▶
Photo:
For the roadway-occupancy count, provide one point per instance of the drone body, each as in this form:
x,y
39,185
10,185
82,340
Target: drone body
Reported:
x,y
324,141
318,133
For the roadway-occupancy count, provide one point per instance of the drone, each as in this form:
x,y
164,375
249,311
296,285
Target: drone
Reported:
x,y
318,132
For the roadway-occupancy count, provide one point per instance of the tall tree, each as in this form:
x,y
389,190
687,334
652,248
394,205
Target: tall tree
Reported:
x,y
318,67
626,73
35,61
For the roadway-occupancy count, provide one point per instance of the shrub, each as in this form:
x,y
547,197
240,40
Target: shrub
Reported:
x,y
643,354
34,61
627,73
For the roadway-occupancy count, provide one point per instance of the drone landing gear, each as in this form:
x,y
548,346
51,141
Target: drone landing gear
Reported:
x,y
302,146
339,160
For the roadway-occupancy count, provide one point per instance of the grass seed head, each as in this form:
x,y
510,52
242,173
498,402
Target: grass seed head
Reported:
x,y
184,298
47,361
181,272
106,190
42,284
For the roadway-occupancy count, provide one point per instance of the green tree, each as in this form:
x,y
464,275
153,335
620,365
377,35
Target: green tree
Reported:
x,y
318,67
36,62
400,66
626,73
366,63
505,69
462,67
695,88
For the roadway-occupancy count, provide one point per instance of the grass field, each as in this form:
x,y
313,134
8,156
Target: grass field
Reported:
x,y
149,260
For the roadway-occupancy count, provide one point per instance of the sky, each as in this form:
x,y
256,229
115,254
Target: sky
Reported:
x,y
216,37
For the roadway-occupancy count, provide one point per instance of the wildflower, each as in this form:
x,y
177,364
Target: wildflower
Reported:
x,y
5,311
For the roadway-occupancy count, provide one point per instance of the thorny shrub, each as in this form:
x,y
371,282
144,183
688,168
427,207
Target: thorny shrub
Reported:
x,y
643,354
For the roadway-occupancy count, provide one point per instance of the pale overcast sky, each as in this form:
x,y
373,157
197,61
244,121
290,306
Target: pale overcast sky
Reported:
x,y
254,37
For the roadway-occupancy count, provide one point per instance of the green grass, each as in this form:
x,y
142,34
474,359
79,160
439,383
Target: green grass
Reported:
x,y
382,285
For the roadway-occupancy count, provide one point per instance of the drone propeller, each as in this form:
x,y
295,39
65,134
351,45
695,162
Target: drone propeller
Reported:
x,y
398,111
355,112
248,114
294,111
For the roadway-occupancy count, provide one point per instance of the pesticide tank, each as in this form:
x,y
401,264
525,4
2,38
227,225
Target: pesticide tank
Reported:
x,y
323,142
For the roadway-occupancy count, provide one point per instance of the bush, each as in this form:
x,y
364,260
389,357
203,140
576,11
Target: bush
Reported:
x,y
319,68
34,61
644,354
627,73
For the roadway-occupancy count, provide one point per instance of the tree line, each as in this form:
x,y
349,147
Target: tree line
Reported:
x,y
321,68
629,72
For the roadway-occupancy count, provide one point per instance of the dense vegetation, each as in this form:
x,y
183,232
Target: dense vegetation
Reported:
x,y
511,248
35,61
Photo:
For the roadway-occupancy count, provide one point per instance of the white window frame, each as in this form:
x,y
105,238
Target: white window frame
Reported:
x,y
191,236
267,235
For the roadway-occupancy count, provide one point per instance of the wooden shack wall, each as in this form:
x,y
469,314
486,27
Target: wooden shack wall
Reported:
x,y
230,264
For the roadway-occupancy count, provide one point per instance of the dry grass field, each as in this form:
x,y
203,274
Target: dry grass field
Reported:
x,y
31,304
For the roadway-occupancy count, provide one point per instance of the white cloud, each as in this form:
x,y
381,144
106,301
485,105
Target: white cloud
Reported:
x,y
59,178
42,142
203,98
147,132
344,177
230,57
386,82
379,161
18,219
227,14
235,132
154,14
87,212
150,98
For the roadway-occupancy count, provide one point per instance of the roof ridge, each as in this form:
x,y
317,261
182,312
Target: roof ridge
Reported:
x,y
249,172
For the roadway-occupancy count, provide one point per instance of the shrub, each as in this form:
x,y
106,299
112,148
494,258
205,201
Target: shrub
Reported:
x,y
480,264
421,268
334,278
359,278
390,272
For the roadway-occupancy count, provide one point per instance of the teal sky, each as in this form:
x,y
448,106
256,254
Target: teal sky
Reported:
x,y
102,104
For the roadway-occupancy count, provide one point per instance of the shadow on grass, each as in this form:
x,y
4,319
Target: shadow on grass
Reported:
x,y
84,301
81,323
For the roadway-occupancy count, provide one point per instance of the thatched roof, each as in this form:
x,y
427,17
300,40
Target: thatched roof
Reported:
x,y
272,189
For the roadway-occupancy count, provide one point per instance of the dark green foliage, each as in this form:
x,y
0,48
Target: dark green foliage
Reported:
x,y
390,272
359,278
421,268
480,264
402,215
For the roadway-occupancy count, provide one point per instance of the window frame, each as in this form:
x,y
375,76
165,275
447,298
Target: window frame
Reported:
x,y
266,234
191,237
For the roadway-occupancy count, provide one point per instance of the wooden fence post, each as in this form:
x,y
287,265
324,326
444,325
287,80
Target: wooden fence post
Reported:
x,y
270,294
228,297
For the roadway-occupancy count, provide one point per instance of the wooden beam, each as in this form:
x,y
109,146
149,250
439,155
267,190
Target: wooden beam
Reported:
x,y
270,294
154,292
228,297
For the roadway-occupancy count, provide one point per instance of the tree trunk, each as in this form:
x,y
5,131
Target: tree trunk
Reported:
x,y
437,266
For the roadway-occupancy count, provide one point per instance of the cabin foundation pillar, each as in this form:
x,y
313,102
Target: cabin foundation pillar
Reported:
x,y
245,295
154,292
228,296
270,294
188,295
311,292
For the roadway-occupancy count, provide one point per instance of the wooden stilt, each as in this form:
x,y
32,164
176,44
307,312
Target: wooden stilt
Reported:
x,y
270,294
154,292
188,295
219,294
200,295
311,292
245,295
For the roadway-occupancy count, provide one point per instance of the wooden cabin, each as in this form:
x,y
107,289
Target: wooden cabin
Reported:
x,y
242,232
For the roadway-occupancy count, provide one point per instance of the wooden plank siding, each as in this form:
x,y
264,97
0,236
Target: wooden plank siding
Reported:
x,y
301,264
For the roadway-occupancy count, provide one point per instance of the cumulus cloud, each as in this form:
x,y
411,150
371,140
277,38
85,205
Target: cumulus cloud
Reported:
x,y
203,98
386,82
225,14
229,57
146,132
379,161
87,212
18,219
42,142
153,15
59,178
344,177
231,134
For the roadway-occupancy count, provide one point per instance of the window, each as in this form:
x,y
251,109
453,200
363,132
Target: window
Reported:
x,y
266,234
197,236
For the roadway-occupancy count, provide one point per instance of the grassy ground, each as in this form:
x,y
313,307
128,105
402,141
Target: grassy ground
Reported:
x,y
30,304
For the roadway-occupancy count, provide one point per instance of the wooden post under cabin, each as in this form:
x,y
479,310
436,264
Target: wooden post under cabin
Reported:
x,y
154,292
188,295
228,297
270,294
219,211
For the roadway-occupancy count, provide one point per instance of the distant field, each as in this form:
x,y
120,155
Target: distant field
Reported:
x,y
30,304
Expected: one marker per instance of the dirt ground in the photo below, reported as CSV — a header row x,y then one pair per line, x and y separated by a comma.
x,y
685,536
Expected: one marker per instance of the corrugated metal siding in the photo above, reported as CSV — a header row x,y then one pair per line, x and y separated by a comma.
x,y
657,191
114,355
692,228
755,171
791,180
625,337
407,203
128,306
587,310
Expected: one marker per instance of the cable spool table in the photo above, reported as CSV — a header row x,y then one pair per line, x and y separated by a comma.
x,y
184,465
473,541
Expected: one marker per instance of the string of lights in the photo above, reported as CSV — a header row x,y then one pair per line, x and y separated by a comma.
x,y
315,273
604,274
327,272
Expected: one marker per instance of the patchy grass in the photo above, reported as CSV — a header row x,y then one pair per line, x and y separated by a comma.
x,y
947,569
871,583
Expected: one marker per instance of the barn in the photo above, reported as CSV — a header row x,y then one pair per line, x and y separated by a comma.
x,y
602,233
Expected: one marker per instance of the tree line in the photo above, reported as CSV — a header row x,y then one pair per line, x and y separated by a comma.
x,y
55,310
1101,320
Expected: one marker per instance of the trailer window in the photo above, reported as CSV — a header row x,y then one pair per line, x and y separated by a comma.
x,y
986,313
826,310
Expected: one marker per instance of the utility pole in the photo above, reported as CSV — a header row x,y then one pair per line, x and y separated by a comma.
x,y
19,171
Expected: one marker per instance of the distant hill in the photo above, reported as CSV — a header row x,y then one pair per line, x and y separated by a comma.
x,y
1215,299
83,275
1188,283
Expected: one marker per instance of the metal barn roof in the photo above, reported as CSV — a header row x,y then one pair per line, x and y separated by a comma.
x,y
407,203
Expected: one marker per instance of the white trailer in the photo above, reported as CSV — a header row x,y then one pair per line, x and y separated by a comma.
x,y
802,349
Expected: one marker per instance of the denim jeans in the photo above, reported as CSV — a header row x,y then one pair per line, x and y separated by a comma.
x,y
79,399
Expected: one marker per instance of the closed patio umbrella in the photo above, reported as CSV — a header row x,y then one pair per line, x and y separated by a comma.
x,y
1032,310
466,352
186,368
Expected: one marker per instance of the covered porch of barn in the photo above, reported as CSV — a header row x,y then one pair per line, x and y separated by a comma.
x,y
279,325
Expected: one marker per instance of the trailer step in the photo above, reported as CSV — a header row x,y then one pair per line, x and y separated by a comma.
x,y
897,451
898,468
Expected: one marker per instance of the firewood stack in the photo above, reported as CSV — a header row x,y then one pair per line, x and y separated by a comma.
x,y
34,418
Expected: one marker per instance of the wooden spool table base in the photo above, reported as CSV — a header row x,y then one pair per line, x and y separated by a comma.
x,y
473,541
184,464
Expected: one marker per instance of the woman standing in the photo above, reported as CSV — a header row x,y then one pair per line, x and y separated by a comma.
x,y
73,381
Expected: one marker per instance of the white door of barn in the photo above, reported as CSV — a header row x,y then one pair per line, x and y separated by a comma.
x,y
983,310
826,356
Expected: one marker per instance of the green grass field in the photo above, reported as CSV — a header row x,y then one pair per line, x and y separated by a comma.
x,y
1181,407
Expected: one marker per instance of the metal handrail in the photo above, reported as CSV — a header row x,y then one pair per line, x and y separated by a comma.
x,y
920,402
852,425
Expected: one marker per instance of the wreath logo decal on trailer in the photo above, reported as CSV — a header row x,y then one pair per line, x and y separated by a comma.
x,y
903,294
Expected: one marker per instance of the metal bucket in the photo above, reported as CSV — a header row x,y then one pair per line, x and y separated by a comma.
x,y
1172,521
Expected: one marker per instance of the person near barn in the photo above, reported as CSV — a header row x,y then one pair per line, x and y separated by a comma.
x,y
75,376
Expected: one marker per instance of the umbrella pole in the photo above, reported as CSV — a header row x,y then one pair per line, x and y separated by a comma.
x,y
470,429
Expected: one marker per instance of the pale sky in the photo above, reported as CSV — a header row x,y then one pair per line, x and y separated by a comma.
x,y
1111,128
◀
* **What is needed**: Search the material above for "dense". Pull out each line where it shows up.

* **Written answer**:
For the roadway-occupancy count, provide one point per instance of the dense vegetation, each as in this form:
Target: dense vegetation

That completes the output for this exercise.